## What to do
An exact reproduction of all entries is expected.

## Dataset
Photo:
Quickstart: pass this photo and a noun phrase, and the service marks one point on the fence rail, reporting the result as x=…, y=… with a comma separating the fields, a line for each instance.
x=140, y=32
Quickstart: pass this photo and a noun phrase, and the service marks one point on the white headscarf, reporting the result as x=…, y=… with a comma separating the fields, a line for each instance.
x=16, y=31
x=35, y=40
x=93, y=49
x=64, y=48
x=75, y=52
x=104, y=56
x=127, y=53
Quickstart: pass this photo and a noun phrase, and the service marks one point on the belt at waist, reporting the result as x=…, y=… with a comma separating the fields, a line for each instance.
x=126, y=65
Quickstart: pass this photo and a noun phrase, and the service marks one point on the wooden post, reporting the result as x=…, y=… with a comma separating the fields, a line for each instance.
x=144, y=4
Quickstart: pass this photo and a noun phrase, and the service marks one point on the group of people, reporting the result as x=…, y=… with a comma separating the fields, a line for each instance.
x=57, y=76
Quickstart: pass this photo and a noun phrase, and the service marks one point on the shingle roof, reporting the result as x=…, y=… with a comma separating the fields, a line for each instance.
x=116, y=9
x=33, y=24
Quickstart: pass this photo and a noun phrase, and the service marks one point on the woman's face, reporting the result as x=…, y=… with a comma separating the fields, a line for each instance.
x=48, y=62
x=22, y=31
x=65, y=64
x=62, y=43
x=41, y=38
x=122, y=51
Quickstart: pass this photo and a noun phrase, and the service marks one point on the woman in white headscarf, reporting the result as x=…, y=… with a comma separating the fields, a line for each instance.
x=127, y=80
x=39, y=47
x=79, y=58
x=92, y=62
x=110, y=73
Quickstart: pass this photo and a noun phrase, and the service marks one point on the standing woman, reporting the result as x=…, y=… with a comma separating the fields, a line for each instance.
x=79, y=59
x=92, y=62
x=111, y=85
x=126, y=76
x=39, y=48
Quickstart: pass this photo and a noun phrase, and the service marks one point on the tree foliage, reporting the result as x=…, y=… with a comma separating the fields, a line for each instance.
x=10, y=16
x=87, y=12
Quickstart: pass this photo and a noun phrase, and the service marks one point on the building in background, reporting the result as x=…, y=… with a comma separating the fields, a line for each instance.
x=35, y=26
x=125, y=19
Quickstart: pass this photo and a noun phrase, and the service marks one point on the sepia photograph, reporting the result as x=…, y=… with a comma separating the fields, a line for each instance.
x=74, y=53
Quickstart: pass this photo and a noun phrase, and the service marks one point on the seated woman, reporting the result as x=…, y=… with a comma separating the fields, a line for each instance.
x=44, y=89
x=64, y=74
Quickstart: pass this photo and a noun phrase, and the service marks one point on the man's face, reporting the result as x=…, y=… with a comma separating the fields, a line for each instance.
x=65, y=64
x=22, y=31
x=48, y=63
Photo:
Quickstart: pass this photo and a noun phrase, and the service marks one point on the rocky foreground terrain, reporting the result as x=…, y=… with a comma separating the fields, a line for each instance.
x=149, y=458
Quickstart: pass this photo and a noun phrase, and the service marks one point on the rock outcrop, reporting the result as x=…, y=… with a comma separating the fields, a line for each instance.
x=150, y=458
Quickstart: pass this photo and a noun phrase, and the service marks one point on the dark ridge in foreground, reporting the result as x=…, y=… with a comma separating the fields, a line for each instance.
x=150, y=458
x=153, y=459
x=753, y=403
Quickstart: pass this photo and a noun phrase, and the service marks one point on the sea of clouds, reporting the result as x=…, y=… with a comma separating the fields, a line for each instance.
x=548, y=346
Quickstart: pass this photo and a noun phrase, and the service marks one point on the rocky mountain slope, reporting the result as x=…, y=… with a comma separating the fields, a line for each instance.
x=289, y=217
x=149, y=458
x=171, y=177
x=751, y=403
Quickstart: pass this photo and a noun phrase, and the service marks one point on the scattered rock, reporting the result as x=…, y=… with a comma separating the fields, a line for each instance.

## The completed task
Photo:
Quickstart: pass this photo and a noun phrase, and the service marks one point on the fence rail, reporting the result as x=…, y=… with a comma separating the fields, a line for each instance.
x=140, y=32
Quickstart: pass this photo and a noun phrase, and the service marks one point on the white headscarf, reporting the result as x=…, y=… with a comma separating the fields, a line for each instance.
x=16, y=31
x=35, y=40
x=93, y=49
x=64, y=48
x=75, y=52
x=104, y=56
x=127, y=53
Quickstart: pass this photo and a noun phrase, and the service marks one point on the belt at waist, reporting the result as x=…, y=… with a comma separating the fields, a line for each instance.
x=126, y=65
Quickstart: pass this photo and a noun phrase, and the service marks one point on the wooden post, reporting the result as x=…, y=… with a comma separating the fields, a line for each instance.
x=144, y=4
Quickstart: pass this photo and a noun phrase, and the service marks one point on the group of people, reporting the result as x=…, y=… with a comma separating the fields, a line for each instance.
x=57, y=76
Quickstart: pass this photo and a noun phrase, and the service marks one point on the shingle roof, reporting the result as x=…, y=… with a comma separating the fields, a line for each instance.
x=116, y=9
x=33, y=24
Quickstart: pass this photo and a noun phrase, and the service marks one point on the woman's face, reporting the result as x=…, y=… with a comma separating the fields, a line for each instance.
x=48, y=62
x=22, y=31
x=65, y=64
x=62, y=43
x=41, y=38
x=122, y=51
Quickstart: pass this photo and a noun phrase, and the service marks one point on the woman in white headscarf, reporting the result as x=…, y=… with a comma separating the fields, a line for each instance.
x=127, y=80
x=39, y=47
x=79, y=58
x=92, y=62
x=110, y=73
Quickstart: pass this photo and a noun phrase, and the service marks one point on the standing woman, reporting the result as x=…, y=… with a comma separating the fields, a line for each instance.
x=79, y=59
x=92, y=62
x=111, y=85
x=126, y=76
x=39, y=48
Quickstart: pass this photo and a noun phrase, and the service marks one point on the tree foliage, reporting the result as x=…, y=… with a comma separating the fields, a line for each instance.
x=10, y=16
x=87, y=12
Quickstart: pass this photo and a noun phrase, and the service marks one point on the building in background, reporting the result as x=…, y=… with a comma separating the fields, a line for each instance.
x=35, y=26
x=125, y=19
Quickstart: pass this photo and a noun phrase, and the service marks one point on the sepia photograph, reporting the result as x=…, y=… with a comma separating the fields, a line for each instance.
x=74, y=53
Quickstart: pass this photo and a noun phrase, and the service marks one point on the seated woman, reporting the result as x=…, y=… with a comma separating the fields, a line for each instance.
x=44, y=89
x=64, y=74
Quickstart: pass this photo and a noun phrase, and the service marks one point on the man's face, reporting the result as x=…, y=… with a comma separating the fields, a line for each instance.
x=65, y=64
x=22, y=31
x=48, y=63
Photo:
Quickstart: pass this photo and a noun phrase, and the service marks one point on the rocky foreground terrain, reporting the result as x=…, y=… with a comma separating the fields, a line for each instance.
x=149, y=458
Quickstart: pass this photo and a noun phrase, and the service marks one point on the rock outcrop, reporting the result as x=…, y=… with a comma separating the fields, a line for each instance.
x=150, y=458
Quickstart: pass this photo and a noun phrase, and the service marks one point on the dark ridge in foreground, reporting the result as x=…, y=… with a comma separating the fields, a line for each instance.
x=150, y=458
x=153, y=459
x=753, y=403
Quickstart: pass this photo and a noun phrase, and the service marks one point on the sea of clouds, reporting the result as x=…, y=… with a comma separating the fields, a line for each instance.
x=548, y=346
Quickstart: pass this photo and a noun phrase, and the service marks one point on the rocky mountain slope, reporting the result as x=…, y=… with a comma separating the fields, a line for each instance.
x=289, y=217
x=149, y=458
x=171, y=177
x=751, y=403
Quickstart: pass this photo and a noun phrase, and the service marks one point on the scattered rock, reporting the result as x=…, y=… with a comma separating the fields, a line for each instance.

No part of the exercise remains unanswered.